* Article:
________
8 Commits

Author SHA1 Message Date
vikingowl a79e99199d feat(router): non-chat exclude, vision prefixes, family-defaults scaffold
Discovery previously registered every model returned by Ollama as a
chat arm, including embeddings, ASR, TTS, audio realtime, and
rerankers — which then failed at inference time when the router
selected them. Local arms also shipped with all-zero defaults, so
selection between e.g. tiny3.5:1.5b, phi-4:14b, and qwen3-coder:30b
was effectively random.

This change covers tasks R-1, R-2, R-6 from the routing-defaults plan.

- nonChatModelPatterns + isNonChatModel substring matcher; matched
  IDs are skipped during RegisterDiscoveredModels. Covers whisper,
  moonshine, kokoros, vibevoice, -asr, -tts, -audio, -embedding,
  embeddinggemma, -reranker, lfm2.
- knownVisionModelPrefixes gains gemma4, gemma-4, glm-ocr. gemma3
  and minicpm-v entries stay for regression coverage.
- New internal/router/defaults.go with FamilyDefaults struct,
  knownFamilyDefaults map, and ResolveFamilyDefaults longest-prefix
  lookup (with org/-namespace stripping so reecdev/tiny3.5:1.5b
  resolves to "tiny3.5"). Single entry for now: functiongemma is
  registered with Disabled=true and MaxComplexity=0.40, reserved for
  the future ArmRoleToolRouter path. Table will grow in R-3.
- RegisterDiscoveredModels consults ResolveFamilyDefaults and only
  populates fields that are still zero on the arm, so user [[arms]]
  overrides keep priority.

Plans:
- docs/superpowers/plans/2026-05-23-routing-defaults-refresh.md
- docs/superpowers/plans/2026-05-23-tool-router-specialization.md

TODO.md surfaces both as in-flight items.
2026-05-23 21:24:59 +02:00
vikingowl a2b7f8eb3f feat(router): vision capability gating and Ollama vision detection
Task gains a RequiresVision bool; filterFeasible enforces it on
both the primary feasibility pass and the last-resort fallback
(no degradation to a non-vision arm — the model literally cannot
consume image bytes).

Ollama discovery now probes /api/show for vision capability:
- details.families containing "clip" / "mllama" / "*vl"
- capabilities array containing "vision" (newer Ollama)
________
* Entries from a dataset:
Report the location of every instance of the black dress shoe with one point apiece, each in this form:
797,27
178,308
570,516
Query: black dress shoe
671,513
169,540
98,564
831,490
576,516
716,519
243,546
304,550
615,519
________
* Problems:
1. Answer these questions from the commit log:
(a) Which tasks from the routing-defaults plan does the first commit cover?
(b) What MaxComplexity value is functiongemma registered with?
(c) What field does Task gain in the vision-gating commit?
2. Please say whether each statement agrees with the commit log, answering yes or no and quoting the words that decide it.
(a) Local arms used to ship with all-zero defaults.
(b) The gemma3 and minicpm-v entries are removed from knownVisionModelPrefixes.
(c) When no vision arm is feasible, filterFeasible falls back to a non-vision arm.

* The results:
1.
(a) R-1, R-2, and R-6.
(b) 0.40.
(c) A RequiresVision bool.

2.
(a) Yes: "Local arms also shipped with all-zero defaults"
(b) No: "gemma3 and minicpm-v entries stay for regression coverage"
(c) No: "no degradation to a non-vision arm"